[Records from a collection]

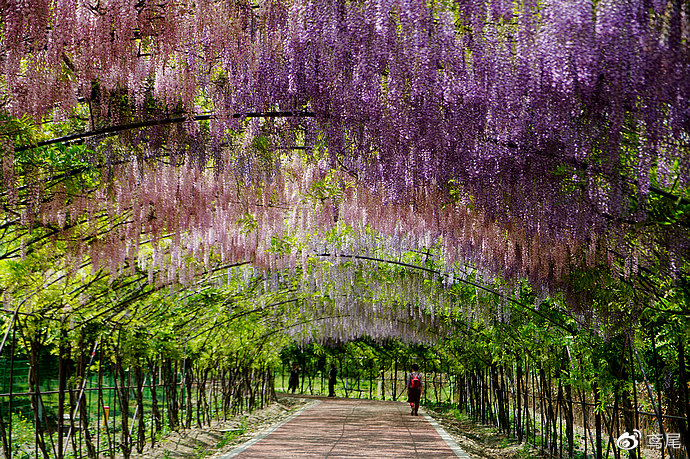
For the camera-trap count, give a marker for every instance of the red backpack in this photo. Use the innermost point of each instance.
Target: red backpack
(415, 382)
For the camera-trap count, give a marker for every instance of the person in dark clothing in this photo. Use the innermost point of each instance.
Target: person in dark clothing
(332, 373)
(414, 389)
(293, 383)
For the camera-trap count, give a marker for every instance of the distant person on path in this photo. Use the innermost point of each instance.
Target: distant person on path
(332, 374)
(293, 383)
(414, 389)
(382, 383)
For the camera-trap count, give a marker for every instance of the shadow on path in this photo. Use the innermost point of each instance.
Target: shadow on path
(338, 428)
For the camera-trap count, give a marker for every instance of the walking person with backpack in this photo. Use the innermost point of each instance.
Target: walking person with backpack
(414, 389)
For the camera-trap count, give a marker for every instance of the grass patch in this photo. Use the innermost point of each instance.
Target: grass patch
(231, 435)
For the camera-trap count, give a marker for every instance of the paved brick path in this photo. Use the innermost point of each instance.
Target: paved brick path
(338, 428)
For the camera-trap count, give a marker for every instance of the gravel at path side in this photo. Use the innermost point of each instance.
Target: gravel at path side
(211, 442)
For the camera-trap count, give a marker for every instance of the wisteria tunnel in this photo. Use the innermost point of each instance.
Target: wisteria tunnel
(199, 195)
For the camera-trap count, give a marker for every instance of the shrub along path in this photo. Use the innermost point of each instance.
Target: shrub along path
(352, 428)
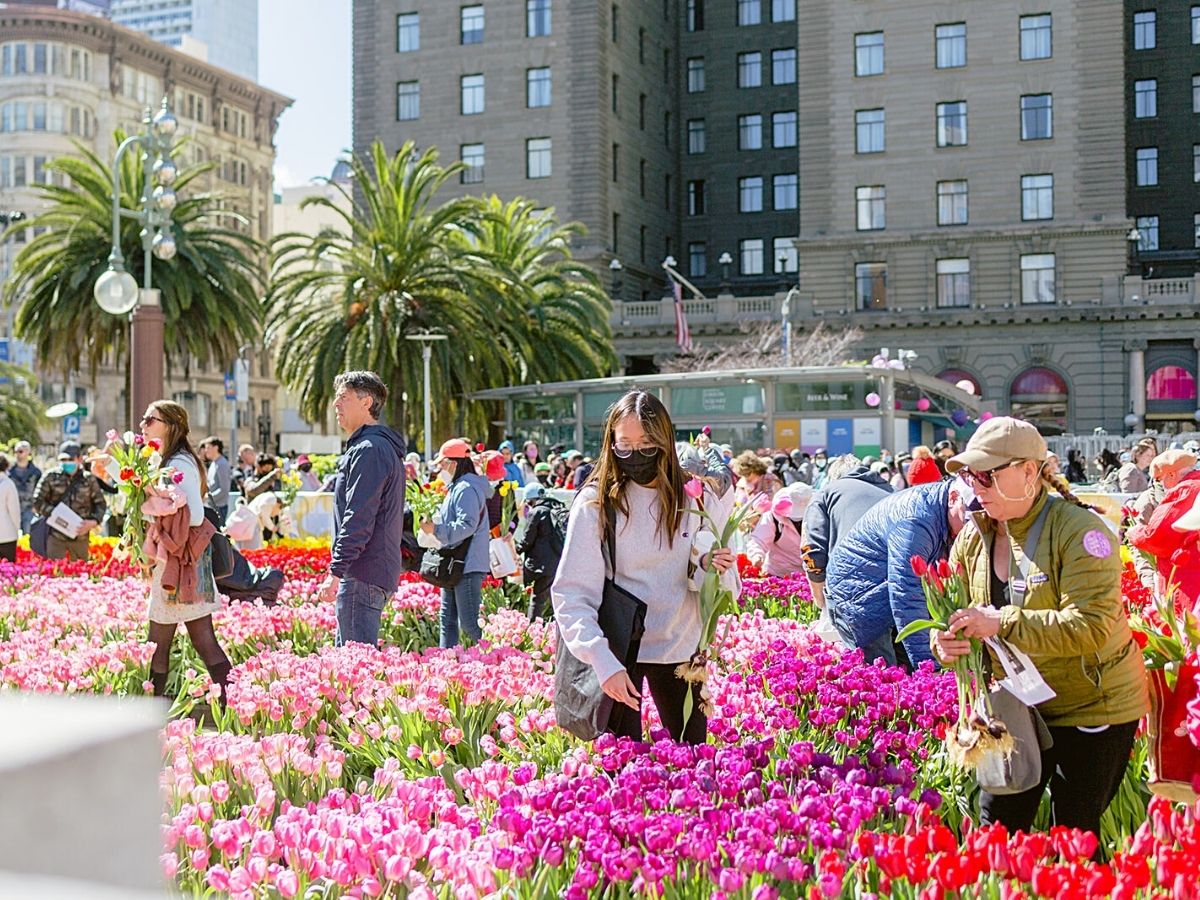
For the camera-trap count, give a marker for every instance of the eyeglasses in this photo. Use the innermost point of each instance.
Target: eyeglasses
(624, 453)
(987, 478)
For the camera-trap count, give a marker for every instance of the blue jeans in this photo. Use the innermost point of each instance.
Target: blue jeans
(359, 610)
(460, 610)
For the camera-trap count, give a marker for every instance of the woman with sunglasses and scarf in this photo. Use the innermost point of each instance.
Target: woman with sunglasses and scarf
(1061, 606)
(661, 555)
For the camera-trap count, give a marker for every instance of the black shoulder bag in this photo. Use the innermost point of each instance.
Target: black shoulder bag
(581, 706)
(444, 567)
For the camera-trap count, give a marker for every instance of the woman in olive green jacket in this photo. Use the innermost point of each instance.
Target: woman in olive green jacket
(1072, 622)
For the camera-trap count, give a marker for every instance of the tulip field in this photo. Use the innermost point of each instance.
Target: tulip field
(414, 772)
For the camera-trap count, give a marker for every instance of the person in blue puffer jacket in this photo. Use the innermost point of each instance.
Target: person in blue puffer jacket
(463, 516)
(871, 591)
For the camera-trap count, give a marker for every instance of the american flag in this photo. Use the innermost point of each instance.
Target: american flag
(683, 335)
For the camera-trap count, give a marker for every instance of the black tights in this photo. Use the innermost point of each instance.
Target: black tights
(204, 640)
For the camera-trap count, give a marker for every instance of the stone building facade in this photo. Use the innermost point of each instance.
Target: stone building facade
(70, 77)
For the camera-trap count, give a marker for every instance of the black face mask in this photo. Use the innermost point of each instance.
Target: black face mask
(640, 468)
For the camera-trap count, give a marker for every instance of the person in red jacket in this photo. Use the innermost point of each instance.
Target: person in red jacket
(1176, 552)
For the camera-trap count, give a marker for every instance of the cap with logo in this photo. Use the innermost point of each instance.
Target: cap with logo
(997, 442)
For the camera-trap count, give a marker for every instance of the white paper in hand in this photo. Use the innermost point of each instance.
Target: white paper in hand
(1021, 677)
(65, 520)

▶ [DIRECTIONS FOR THIS TASK] Starting at the line that has "the black face" and stopping after the line that has "(1176, 552)", rewrite those entries with "red jacket" changed to "red coat" and nothing else altered.

▶ [CORRECT OUTPUT]
For the camera-trap count, give a marker for every instance of the black face mask in this photo. Use the innermost point of each instance.
Target: black face mask
(640, 468)
For the camera-trap count, give a marker for every instance of the person in red coat in this photo. Use the innermost point of each instance.
Target: person in red coat
(1176, 552)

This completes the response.